Texte de lecture –
━━━━━━━━━━━━━━━━━━━━
Sens d’une commémoration
La Grande guerre pour la Bibliothèque de documentation internationale contemporaine
La commémoration de 14-18 permet le croisement de plusieurs registres, de l’Histoire, de la mémoire, individuelle et collective. Elle est abordée différemment selon les pays mais aussi, au plan national, par les institutions qui y contribuent. Les possibilités offertes par le numérique et internet ont donné à cet événement une portée radicalement nouvelle et la BDIC, du fait de son histoire si spécifiquement liée à la Grande Guerre, a déployé un ensemble d’actions et d’expérimentations qui étendent et renouvellent sa vocation originelle : qu’il s’agisse de la valorisation des fonds, du renforcement de la fonction éducative, de formation mais aussi de recherche...
Commemorating the First World War brings together individual and collective strands of history and memory. Different countries have commemorated the event in different ways, while the same is true of various institutions within France itself. Opening the commemorations up to the digital realm has added a new dimension: the BDIC (International Contemporary Documentation Library), whose own history is closely bound up with that of the Great War, has put together a programme of events that draw on and expand the library's initial remit, making the most of its collections by engaging in educational outreach, training and research.
Commémorer est un exercice particulier, qui revêt avec le centenaire de la Grande Guerre une dimension inédite. Les événements sont suffisamment proches pour susciter un véritable écho auprès des descendants des acteurs du conflit. À la différence d’autres commémorations, la distance d’un siècle permet aussi de croiser plusieurs registres, celui de l’histoire comme celui de la mémoire individuelle ou collective, ce qui n’est pas le cas pour des sujets encore sensibles de l’histoire coloniale, comme par exemple le 50e anniversaire en 2012 des accords d’Évian marquant la fin de la guerre d’Algérie. Le sujet de la Première guerre mondiale, du moins dans la perception qu’en a l’opinion, est plus consensuel.
Du côté des historiens français, même si les querelles d’interprétation sur le sens de l’engagement des soldats, encore vives il y a une décennie 1, se sont aujourd’hui apaisées, les approches demeurent plurielles dans une historiographie considérablement renouvelée.
━━━━━━━━━━━━━━━━━━━━
Données brutes –
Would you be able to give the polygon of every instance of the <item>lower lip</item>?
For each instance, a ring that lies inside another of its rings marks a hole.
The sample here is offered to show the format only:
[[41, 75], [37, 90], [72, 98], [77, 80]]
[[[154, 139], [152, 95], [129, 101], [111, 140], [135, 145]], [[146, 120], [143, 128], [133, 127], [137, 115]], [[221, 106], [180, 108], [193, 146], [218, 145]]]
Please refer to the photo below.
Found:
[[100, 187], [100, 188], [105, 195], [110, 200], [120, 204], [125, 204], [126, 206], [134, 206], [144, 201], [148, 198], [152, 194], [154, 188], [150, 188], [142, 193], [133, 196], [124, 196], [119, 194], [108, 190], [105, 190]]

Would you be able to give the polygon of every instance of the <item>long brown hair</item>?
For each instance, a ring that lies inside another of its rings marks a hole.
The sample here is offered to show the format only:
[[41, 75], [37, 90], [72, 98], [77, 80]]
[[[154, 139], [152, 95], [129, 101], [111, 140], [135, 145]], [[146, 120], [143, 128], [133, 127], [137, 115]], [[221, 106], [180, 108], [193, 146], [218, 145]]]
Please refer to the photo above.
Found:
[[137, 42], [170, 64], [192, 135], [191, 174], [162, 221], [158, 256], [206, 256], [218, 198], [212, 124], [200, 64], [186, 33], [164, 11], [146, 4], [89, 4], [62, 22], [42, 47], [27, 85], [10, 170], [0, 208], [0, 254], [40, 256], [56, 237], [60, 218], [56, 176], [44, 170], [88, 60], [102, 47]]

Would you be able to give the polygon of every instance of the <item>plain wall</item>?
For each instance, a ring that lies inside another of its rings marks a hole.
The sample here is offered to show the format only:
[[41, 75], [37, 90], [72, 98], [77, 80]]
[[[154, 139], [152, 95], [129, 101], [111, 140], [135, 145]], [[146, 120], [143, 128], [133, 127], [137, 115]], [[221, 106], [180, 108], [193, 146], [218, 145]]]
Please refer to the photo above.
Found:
━━━━━━━━━━━━━━━━━━━━
Objectif –
D'après le texte de lecture, quel anniversaire est cité comme exemple d'un sujet encore sensible de l'histoire coloniale ? Les lignes ne jouent aucun rôle ici.

Corrigé –
Le 50e anniversaire, en 2012, des accords d'Évian marquant la fin de la guerre d'Algérie.